_EXCERPT_.
- - - - -

Oil up on strong economic data, U.S.-China tensions cap gain.
Oil prices rose on Friday, lifted by some supportive economic data, but tensions between the United States and China limited gains.
Brent crude futures LCOc1 rose 3 cents to settle at $43.34 a barrel. U.S. West Texas Intermediate (WTI) crude CLc1 futures rose 22 cents to settle at $41.29 a barrel.
For the week, Brent rose 0.5%, while U.S. crude rose 1.7%.
Ahead of the weekend, market participants had their eye on Tropical Storm Hanna, forecast to cross to Baffin Bay, 46 miles (74 km) south of Corpus Christi, Texas, on Saturday afternoon or evening.
So far, energy companies said there have been no evacuations of workers or shutdowns of production from offshore platforms in the northern Gulf of Mexico.
Lifting market sentiment, Euro zone business activity grew in July for the first time since the coronavirus pandemic hit, according to IHS Markit’s flash Composite Purchasing Managers’ Index (PMI). The index is seen as a good indicator of the bloc’s economic health.
“The economic data in Europe was much better than anticipated, which would suggest that demand destruction in recent months because of COVID-19 may not have been as bad as people thought,” said Phil Flynn, senior analyst at Price Futures group in Chicago.
Meanwhile, U.S. business activity increased to a six-month high in July. U.S. companies, however, reported a drop in new orders as new COVID-19 cases spiked.
The resurgent pandemic has darkened the U.S. economic outlook. Some states have reinstated restrictions, which should reduce fuel consumption.

- - - - -

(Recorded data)
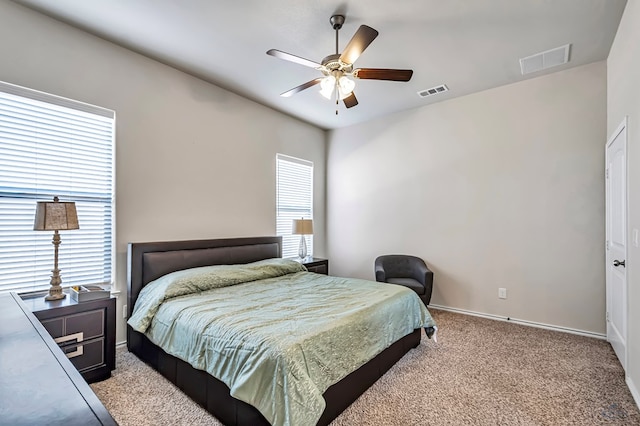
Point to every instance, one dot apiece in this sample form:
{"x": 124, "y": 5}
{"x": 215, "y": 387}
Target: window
{"x": 294, "y": 200}
{"x": 51, "y": 146}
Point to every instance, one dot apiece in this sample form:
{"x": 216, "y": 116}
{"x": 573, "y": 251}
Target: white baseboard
{"x": 523, "y": 322}
{"x": 634, "y": 390}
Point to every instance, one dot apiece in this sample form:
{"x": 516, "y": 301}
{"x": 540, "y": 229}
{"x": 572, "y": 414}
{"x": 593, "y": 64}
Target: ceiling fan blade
{"x": 383, "y": 74}
{"x": 350, "y": 101}
{"x": 300, "y": 88}
{"x": 293, "y": 58}
{"x": 360, "y": 40}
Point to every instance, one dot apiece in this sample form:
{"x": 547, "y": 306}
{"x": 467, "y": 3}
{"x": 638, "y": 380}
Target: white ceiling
{"x": 468, "y": 45}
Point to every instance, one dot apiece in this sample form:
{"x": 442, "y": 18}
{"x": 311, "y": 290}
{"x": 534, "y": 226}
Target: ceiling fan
{"x": 337, "y": 69}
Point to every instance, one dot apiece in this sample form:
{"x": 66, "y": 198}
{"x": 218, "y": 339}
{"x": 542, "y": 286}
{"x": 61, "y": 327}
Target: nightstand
{"x": 315, "y": 264}
{"x": 85, "y": 331}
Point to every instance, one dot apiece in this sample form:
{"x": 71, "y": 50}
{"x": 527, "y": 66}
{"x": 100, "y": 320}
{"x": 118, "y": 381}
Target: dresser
{"x": 38, "y": 383}
{"x": 84, "y": 331}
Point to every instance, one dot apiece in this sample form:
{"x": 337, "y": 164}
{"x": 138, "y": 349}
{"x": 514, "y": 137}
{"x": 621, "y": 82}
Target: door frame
{"x": 621, "y": 127}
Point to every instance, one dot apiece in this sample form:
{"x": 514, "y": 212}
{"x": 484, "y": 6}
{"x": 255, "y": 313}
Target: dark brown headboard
{"x": 148, "y": 261}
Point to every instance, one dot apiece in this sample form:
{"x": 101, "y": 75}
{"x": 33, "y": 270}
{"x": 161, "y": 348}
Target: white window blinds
{"x": 51, "y": 146}
{"x": 294, "y": 200}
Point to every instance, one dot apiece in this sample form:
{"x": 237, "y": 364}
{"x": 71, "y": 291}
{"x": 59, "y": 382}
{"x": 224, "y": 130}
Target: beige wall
{"x": 192, "y": 160}
{"x": 623, "y": 84}
{"x": 503, "y": 188}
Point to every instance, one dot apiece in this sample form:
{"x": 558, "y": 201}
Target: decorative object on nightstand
{"x": 55, "y": 216}
{"x": 84, "y": 293}
{"x": 302, "y": 227}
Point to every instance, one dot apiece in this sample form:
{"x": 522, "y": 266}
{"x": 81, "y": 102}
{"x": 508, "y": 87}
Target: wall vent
{"x": 543, "y": 60}
{"x": 433, "y": 91}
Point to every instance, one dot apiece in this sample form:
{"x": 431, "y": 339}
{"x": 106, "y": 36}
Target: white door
{"x": 616, "y": 253}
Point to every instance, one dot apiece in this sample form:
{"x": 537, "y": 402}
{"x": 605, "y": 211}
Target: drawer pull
{"x": 77, "y": 337}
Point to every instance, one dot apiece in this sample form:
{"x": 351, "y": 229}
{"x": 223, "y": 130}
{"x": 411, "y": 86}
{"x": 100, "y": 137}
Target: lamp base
{"x": 55, "y": 291}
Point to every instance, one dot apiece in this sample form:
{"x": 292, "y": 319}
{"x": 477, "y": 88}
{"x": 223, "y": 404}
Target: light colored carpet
{"x": 481, "y": 372}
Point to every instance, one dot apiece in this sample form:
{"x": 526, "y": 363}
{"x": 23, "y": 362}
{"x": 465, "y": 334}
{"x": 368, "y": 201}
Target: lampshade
{"x": 302, "y": 227}
{"x": 55, "y": 216}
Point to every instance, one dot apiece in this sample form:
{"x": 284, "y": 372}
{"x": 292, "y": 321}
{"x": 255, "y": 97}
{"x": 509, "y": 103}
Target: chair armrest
{"x": 380, "y": 275}
{"x": 424, "y": 275}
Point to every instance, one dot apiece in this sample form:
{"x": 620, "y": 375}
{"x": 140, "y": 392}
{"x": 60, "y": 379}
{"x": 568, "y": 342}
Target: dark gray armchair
{"x": 409, "y": 271}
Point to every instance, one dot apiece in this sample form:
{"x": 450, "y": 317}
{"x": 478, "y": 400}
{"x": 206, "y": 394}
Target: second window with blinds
{"x": 294, "y": 200}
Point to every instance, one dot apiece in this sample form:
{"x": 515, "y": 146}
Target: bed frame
{"x": 148, "y": 261}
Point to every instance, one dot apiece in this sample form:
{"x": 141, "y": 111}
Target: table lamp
{"x": 302, "y": 227}
{"x": 55, "y": 216}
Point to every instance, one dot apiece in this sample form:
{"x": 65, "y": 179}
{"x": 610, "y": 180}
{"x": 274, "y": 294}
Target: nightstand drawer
{"x": 84, "y": 331}
{"x": 90, "y": 323}
{"x": 86, "y": 355}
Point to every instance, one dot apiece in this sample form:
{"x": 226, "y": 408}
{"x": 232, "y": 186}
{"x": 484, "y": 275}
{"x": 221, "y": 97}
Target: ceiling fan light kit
{"x": 337, "y": 69}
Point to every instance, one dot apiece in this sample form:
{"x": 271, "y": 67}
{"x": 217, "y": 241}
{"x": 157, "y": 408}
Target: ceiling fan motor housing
{"x": 337, "y": 21}
{"x": 333, "y": 63}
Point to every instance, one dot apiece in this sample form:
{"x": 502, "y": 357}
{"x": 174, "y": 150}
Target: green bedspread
{"x": 277, "y": 336}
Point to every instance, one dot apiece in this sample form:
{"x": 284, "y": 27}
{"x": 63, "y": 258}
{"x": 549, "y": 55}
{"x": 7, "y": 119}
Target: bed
{"x": 152, "y": 262}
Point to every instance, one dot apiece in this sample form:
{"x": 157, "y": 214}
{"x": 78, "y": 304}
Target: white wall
{"x": 192, "y": 160}
{"x": 503, "y": 188}
{"x": 623, "y": 69}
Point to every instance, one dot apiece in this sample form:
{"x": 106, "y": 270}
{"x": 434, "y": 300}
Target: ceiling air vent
{"x": 433, "y": 91}
{"x": 543, "y": 60}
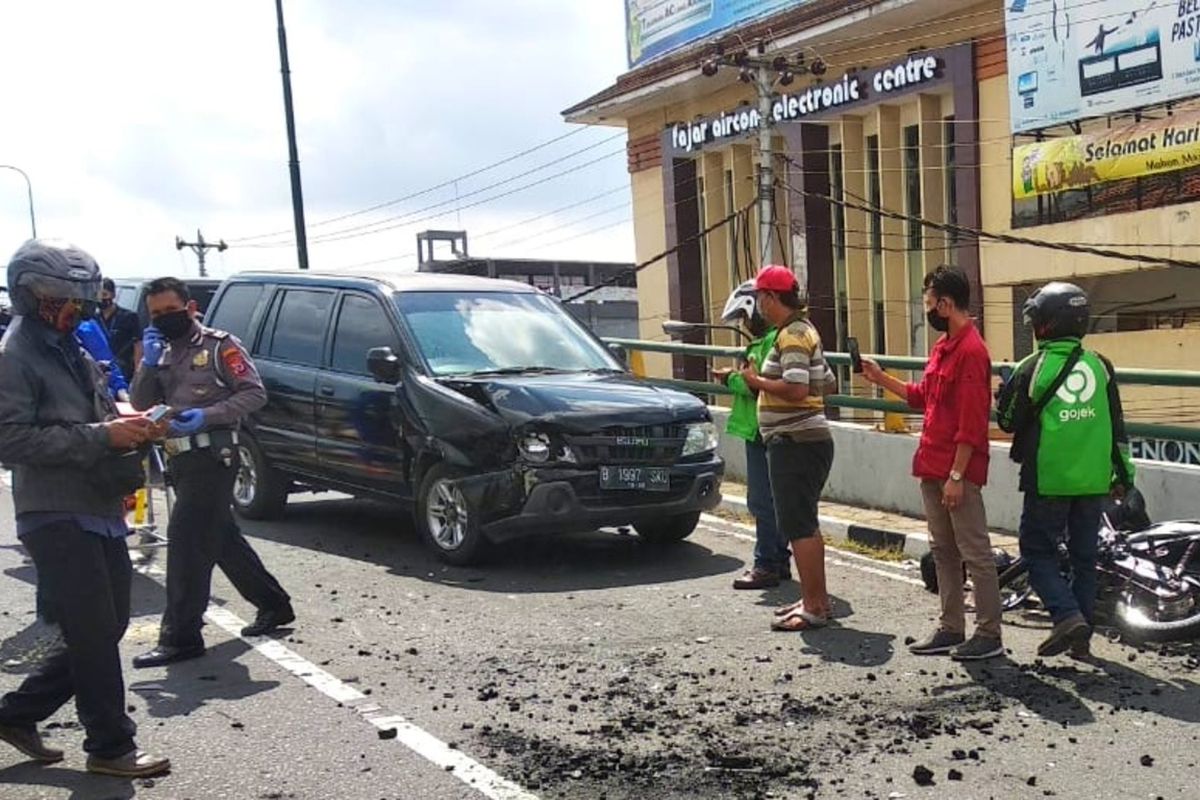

- - - - -

_AIM OF THE EXERCISE_.
Summarize the oil price article in two sentences. These items come from a separate source.

_RESPONSE FOR THIS EXERCISE_.
Oil prices rose on Friday, supported by economic data showing euro zone business activity growing in July for the first time since the pandemic hit and U.S. business activity reaching a six-month high, though U.S.-China tensions limited the gains. Brent settled up 3 cents at $43.34 a barrel and WTI rose 22 cents to $41.29, while market participants watched Tropical Storm Hanna and the resurgent pandemic darkened the U.S. economic outlook.